= Work required =
Format the data below as a Markdown table with the columns Row and Line. Start at the beginning of the data, go on through the line containing "xmin=390 ymin=190 xmax=452 ymax=211", give each line its own numbered row, skip blank lines, and leave out the pictures.

= Available records =

------------------------------

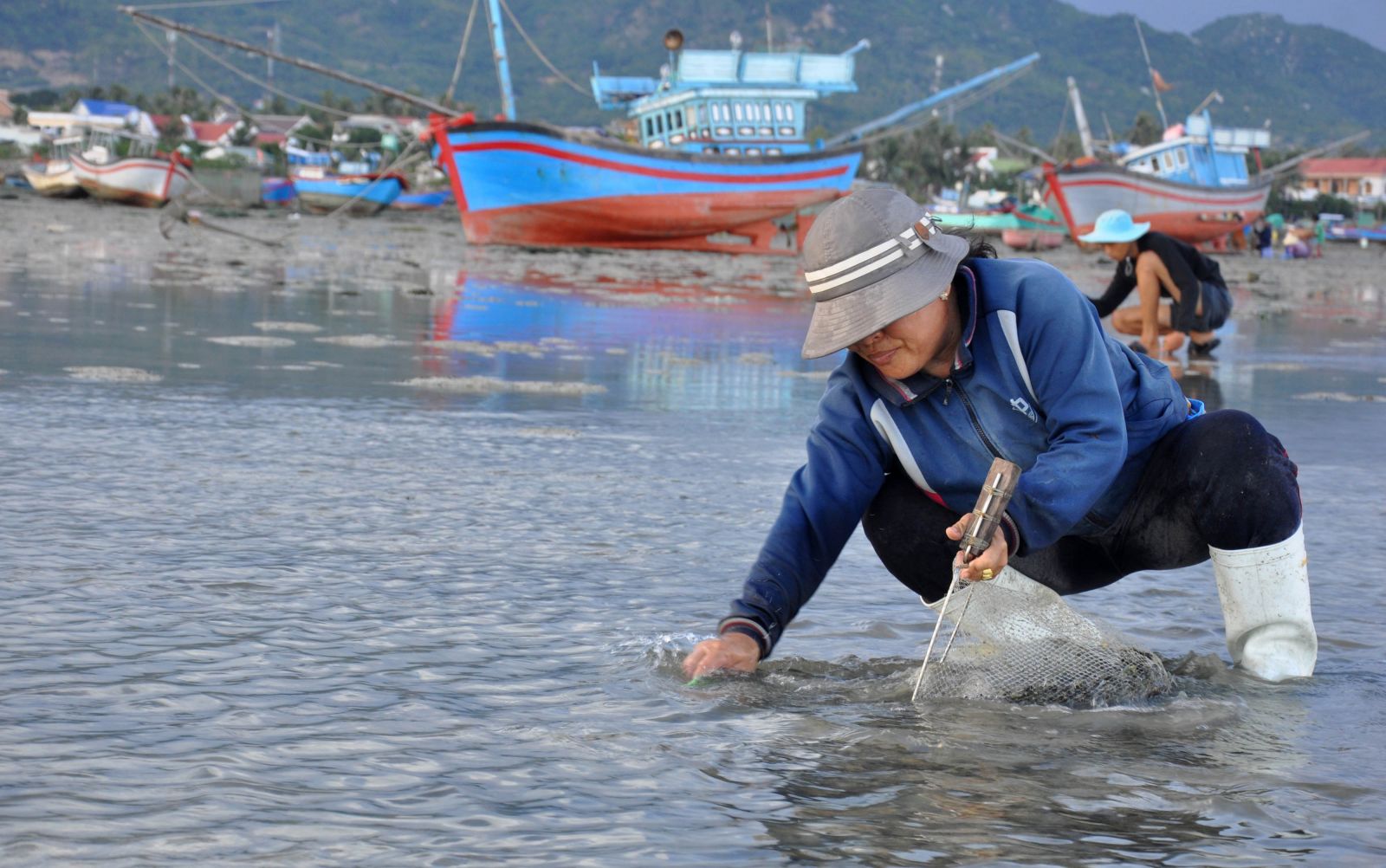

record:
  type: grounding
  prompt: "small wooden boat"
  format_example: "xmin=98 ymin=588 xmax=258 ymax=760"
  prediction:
xmin=1044 ymin=109 xmax=1271 ymax=244
xmin=72 ymin=132 xmax=192 ymax=208
xmin=261 ymin=178 xmax=298 ymax=205
xmin=1001 ymin=229 xmax=1067 ymax=251
xmin=19 ymin=136 xmax=86 ymax=198
xmin=294 ymin=171 xmax=409 ymax=217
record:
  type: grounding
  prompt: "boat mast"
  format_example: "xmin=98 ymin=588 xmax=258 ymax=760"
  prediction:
xmin=1069 ymin=74 xmax=1093 ymax=157
xmin=1135 ymin=18 xmax=1169 ymax=129
xmin=487 ymin=0 xmax=515 ymax=120
xmin=116 ymin=0 xmax=451 ymax=115
xmin=826 ymin=52 xmax=1040 ymax=147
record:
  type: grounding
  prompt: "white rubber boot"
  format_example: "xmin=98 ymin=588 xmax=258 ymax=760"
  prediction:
xmin=1208 ymin=524 xmax=1318 ymax=681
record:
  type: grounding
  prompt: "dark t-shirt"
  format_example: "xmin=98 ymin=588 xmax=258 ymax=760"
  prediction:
xmin=1090 ymin=231 xmax=1227 ymax=326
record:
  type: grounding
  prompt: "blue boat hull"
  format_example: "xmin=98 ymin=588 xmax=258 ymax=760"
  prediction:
xmin=434 ymin=122 xmax=861 ymax=252
xmin=294 ymin=175 xmax=405 ymax=215
xmin=390 ymin=190 xmax=452 ymax=211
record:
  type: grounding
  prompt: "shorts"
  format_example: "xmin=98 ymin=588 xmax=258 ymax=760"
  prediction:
xmin=1169 ymin=280 xmax=1232 ymax=332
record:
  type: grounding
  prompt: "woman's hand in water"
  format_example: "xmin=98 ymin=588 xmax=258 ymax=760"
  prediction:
xmin=683 ymin=632 xmax=761 ymax=678
xmin=942 ymin=513 xmax=1010 ymax=576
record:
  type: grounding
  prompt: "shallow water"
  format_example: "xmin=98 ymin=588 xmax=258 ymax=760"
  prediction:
xmin=0 ymin=199 xmax=1386 ymax=865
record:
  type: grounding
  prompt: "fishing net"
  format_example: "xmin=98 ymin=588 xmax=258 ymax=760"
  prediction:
xmin=917 ymin=568 xmax=1174 ymax=709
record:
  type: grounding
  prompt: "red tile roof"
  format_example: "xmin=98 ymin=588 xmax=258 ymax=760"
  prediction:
xmin=1300 ymin=157 xmax=1386 ymax=178
xmin=192 ymin=120 xmax=238 ymax=144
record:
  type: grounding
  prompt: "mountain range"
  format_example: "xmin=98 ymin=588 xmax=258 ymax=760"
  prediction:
xmin=0 ymin=0 xmax=1386 ymax=148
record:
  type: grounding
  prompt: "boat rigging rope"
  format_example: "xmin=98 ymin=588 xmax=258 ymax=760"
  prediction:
xmin=134 ymin=21 xmax=249 ymax=115
xmin=165 ymin=22 xmax=351 ymax=118
xmin=134 ymin=0 xmax=287 ymax=12
xmin=442 ymin=0 xmax=481 ymax=106
xmin=501 ymin=0 xmax=592 ymax=97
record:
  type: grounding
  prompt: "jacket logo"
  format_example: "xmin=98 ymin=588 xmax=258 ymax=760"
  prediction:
xmin=1010 ymin=398 xmax=1040 ymax=423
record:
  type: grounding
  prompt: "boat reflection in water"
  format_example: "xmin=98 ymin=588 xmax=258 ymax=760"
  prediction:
xmin=423 ymin=270 xmax=834 ymax=411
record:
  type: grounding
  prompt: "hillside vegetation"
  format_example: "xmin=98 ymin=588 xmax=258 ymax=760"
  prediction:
xmin=0 ymin=0 xmax=1386 ymax=148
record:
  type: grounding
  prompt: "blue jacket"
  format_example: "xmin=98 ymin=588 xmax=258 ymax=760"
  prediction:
xmin=721 ymin=259 xmax=1195 ymax=657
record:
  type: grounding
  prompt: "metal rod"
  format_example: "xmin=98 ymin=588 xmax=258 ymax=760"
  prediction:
xmin=910 ymin=570 xmax=958 ymax=702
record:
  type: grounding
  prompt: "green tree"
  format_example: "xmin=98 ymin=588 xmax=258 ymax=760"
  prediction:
xmin=1125 ymin=111 xmax=1164 ymax=147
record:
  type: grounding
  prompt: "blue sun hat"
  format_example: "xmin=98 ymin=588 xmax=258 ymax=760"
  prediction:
xmin=1078 ymin=208 xmax=1150 ymax=244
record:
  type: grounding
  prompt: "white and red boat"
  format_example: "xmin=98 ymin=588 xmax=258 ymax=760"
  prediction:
xmin=72 ymin=130 xmax=192 ymax=208
xmin=1044 ymin=111 xmax=1271 ymax=244
xmin=21 ymin=136 xmax=86 ymax=198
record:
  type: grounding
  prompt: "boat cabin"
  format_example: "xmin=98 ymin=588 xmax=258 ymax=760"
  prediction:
xmin=1120 ymin=111 xmax=1271 ymax=187
xmin=81 ymin=129 xmax=159 ymax=164
xmin=592 ymin=30 xmax=866 ymax=157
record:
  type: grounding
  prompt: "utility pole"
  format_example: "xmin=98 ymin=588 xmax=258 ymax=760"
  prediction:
xmin=164 ymin=30 xmax=178 ymax=93
xmin=265 ymin=18 xmax=280 ymax=106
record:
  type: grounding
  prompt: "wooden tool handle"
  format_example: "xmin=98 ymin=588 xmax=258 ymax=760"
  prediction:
xmin=958 ymin=457 xmax=1020 ymax=563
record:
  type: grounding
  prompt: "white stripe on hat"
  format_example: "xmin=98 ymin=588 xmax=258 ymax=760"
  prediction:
xmin=808 ymin=242 xmax=905 ymax=293
xmin=804 ymin=238 xmax=899 ymax=283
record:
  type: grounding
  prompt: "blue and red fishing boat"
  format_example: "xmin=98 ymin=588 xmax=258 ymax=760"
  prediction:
xmin=294 ymin=169 xmax=409 ymax=217
xmin=431 ymin=0 xmax=1038 ymax=252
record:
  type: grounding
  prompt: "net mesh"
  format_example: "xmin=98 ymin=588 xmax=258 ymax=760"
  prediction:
xmin=919 ymin=568 xmax=1174 ymax=707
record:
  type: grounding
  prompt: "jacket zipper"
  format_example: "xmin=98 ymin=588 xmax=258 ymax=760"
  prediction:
xmin=944 ymin=377 xmax=1005 ymax=457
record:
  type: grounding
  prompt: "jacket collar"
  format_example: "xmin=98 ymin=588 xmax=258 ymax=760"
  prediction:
xmin=861 ymin=265 xmax=977 ymax=406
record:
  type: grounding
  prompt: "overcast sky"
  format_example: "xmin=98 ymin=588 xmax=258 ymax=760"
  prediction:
xmin=1067 ymin=0 xmax=1386 ymax=51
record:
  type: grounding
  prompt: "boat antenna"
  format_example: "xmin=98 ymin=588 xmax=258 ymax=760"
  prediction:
xmin=442 ymin=0 xmax=481 ymax=104
xmin=1132 ymin=16 xmax=1169 ymax=129
xmin=487 ymin=0 xmax=515 ymax=120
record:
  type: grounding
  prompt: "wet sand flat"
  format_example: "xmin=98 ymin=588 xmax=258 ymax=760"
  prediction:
xmin=0 ymin=192 xmax=1386 ymax=865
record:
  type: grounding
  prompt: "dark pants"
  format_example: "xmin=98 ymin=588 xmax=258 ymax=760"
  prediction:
xmin=862 ymin=411 xmax=1303 ymax=602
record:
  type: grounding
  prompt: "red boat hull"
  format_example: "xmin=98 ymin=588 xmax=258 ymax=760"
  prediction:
xmin=1045 ymin=164 xmax=1271 ymax=244
xmin=462 ymin=184 xmax=837 ymax=247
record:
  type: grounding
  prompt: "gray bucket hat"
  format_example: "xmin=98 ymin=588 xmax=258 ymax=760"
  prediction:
xmin=802 ymin=189 xmax=968 ymax=360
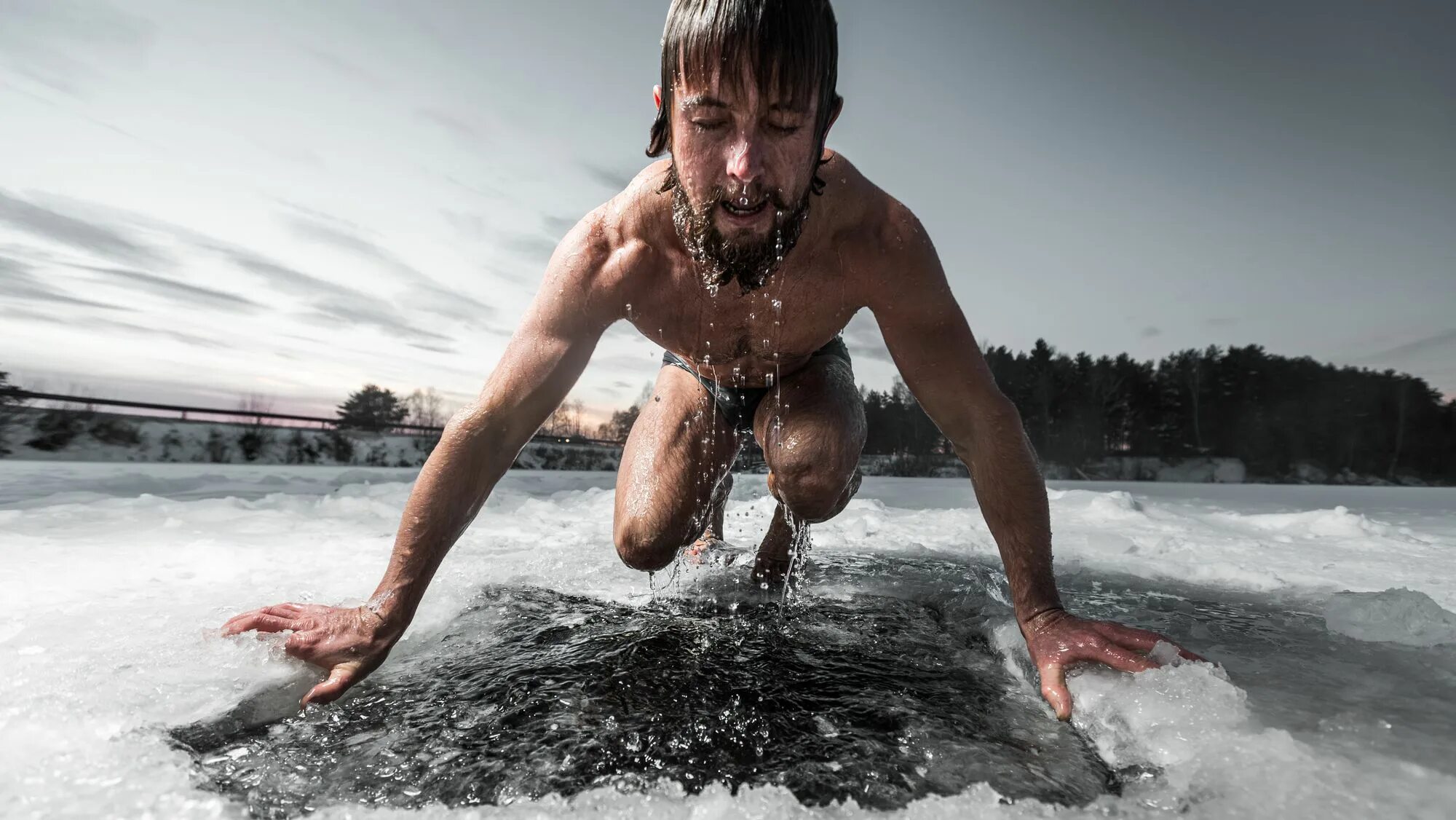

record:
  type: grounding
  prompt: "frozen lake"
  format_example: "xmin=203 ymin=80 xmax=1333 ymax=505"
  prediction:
xmin=0 ymin=462 xmax=1456 ymax=819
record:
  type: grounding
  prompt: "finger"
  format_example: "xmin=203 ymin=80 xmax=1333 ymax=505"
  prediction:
xmin=1092 ymin=620 xmax=1207 ymax=663
xmin=223 ymin=610 xmax=293 ymax=635
xmin=282 ymin=632 xmax=325 ymax=666
xmin=303 ymin=664 xmax=358 ymax=706
xmin=1041 ymin=663 xmax=1072 ymax=721
xmin=1080 ymin=644 xmax=1158 ymax=671
xmin=258 ymin=603 xmax=303 ymax=618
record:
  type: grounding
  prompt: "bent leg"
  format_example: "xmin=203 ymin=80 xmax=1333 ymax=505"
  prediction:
xmin=612 ymin=366 xmax=740 ymax=571
xmin=753 ymin=355 xmax=865 ymax=575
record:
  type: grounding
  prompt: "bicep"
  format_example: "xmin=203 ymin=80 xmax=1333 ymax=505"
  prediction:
xmin=869 ymin=224 xmax=1015 ymax=444
xmin=475 ymin=218 xmax=619 ymax=443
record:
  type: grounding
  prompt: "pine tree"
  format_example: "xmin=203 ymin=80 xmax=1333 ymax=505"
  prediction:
xmin=0 ymin=370 xmax=25 ymax=456
xmin=335 ymin=385 xmax=408 ymax=431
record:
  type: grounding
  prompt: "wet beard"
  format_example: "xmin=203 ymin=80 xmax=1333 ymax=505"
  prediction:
xmin=668 ymin=169 xmax=810 ymax=293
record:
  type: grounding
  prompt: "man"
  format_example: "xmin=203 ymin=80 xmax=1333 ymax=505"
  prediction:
xmin=224 ymin=0 xmax=1192 ymax=720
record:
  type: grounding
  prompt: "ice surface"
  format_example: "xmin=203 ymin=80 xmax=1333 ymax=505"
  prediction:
xmin=1325 ymin=588 xmax=1456 ymax=647
xmin=0 ymin=462 xmax=1456 ymax=820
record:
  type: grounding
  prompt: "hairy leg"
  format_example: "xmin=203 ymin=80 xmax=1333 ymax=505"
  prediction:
xmin=753 ymin=355 xmax=865 ymax=581
xmin=612 ymin=366 xmax=740 ymax=571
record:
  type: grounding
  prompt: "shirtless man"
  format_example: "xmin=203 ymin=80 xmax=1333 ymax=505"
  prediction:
xmin=224 ymin=0 xmax=1192 ymax=720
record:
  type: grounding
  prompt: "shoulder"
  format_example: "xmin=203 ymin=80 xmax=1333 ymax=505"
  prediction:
xmin=547 ymin=160 xmax=671 ymax=301
xmin=820 ymin=153 xmax=943 ymax=297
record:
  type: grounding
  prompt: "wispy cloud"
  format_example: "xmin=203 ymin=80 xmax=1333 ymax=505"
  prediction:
xmin=0 ymin=256 xmax=127 ymax=310
xmin=577 ymin=162 xmax=638 ymax=194
xmin=0 ymin=0 xmax=153 ymax=96
xmin=843 ymin=310 xmax=894 ymax=361
xmin=1366 ymin=328 xmax=1456 ymax=361
xmin=71 ymin=265 xmax=262 ymax=312
xmin=288 ymin=208 xmax=495 ymax=325
xmin=204 ymin=240 xmax=450 ymax=342
xmin=0 ymin=191 xmax=167 ymax=265
xmin=415 ymin=108 xmax=486 ymax=150
xmin=86 ymin=319 xmax=233 ymax=348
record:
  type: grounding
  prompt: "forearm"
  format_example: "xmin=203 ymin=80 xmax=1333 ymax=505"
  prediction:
xmin=955 ymin=405 xmax=1061 ymax=623
xmin=368 ymin=409 xmax=521 ymax=625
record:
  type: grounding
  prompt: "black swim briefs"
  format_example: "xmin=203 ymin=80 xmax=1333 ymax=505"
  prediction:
xmin=662 ymin=336 xmax=850 ymax=433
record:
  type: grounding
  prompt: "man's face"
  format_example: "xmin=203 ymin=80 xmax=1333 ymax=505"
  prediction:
xmin=671 ymin=67 xmax=818 ymax=288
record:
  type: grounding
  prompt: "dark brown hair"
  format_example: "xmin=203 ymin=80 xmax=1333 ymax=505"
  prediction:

------------------------------

= Solution to the exercise =
| Row | Line |
|---|---|
| 1 | record: |
| 2 |   type: grounding |
| 3 |   prompt: "small wooden boat" |
| 4 |   format_example: "xmin=98 ymin=588 xmax=258 ymax=760" |
| 5 |   prediction: |
| 6 | xmin=1044 ymin=109 xmax=1271 ymax=244 |
| 7 | xmin=72 ymin=132 xmax=192 ymax=208 |
| 8 | xmin=261 ymin=178 xmax=298 ymax=205 |
| 9 | xmin=1001 ymin=229 xmax=1067 ymax=251 |
| 10 | xmin=19 ymin=136 xmax=86 ymax=198 |
| 11 | xmin=294 ymin=171 xmax=409 ymax=217 |
| 12 | record: |
| 13 |   type: grounding |
| 14 |   prompt: "boat mast" |
| 15 |   format_example: "xmin=98 ymin=588 xmax=258 ymax=760" |
| 16 |   prediction: |
| 17 | xmin=1069 ymin=74 xmax=1093 ymax=157 |
| 18 | xmin=1135 ymin=18 xmax=1169 ymax=129 |
| 19 | xmin=487 ymin=0 xmax=515 ymax=120 |
| 20 | xmin=116 ymin=0 xmax=451 ymax=115 |
| 21 | xmin=826 ymin=52 xmax=1040 ymax=147 |
| 22 | record: |
| 23 |   type: grounding |
| 24 |   prompt: "white rubber boot" |
| 25 |   format_example: "xmin=98 ymin=588 xmax=258 ymax=760" |
| 26 |   prediction: |
| 27 | xmin=1208 ymin=524 xmax=1318 ymax=681 |
| 28 | record: |
| 29 |   type: grounding |
| 30 |   prompt: "dark t-shirt" |
| 31 |   format_example: "xmin=98 ymin=588 xmax=258 ymax=760" |
| 32 |   prediction: |
| 33 | xmin=1090 ymin=231 xmax=1227 ymax=326 |
| 34 | record: |
| 35 |   type: grounding |
| 36 |   prompt: "blue boat hull" |
| 37 |   format_example: "xmin=98 ymin=588 xmax=258 ymax=760" |
| 38 |   prediction: |
| 39 | xmin=434 ymin=122 xmax=861 ymax=252 |
| 40 | xmin=294 ymin=175 xmax=405 ymax=215 |
| 41 | xmin=390 ymin=190 xmax=452 ymax=211 |